# DIRECTIONS FOR THIS TASK
Return, from the listing below, every line that includes "segment".

+++

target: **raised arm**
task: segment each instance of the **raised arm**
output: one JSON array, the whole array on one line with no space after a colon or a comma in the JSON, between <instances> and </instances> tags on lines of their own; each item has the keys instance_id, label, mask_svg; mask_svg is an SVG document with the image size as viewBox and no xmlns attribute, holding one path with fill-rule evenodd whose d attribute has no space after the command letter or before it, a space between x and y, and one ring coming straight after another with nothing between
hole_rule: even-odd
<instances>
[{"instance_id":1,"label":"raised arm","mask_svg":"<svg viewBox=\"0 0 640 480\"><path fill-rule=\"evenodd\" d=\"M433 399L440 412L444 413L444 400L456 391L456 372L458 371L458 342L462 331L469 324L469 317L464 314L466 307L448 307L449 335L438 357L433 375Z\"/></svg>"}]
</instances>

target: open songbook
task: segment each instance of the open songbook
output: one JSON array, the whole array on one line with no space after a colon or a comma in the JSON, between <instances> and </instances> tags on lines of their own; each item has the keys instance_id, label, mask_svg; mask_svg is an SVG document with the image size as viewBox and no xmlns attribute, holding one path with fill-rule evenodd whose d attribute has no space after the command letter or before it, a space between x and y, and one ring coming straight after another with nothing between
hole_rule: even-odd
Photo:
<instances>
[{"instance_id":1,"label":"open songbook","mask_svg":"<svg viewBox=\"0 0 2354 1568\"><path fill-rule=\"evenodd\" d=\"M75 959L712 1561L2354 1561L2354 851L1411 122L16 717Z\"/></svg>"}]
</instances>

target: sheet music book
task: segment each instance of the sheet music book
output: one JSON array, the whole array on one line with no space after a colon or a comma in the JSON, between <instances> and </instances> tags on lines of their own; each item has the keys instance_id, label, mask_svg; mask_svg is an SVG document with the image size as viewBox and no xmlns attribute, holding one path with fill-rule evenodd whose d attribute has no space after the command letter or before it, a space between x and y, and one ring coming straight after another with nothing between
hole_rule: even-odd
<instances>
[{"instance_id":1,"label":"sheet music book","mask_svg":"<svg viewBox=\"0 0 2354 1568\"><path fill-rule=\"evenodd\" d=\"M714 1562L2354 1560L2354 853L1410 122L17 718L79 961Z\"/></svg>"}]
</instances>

+++

# EXPECTED ANSWER
task: segment each instance of the **raised arm**
task: segment each instance of the open songbook
task: segment each instance of the sheet music book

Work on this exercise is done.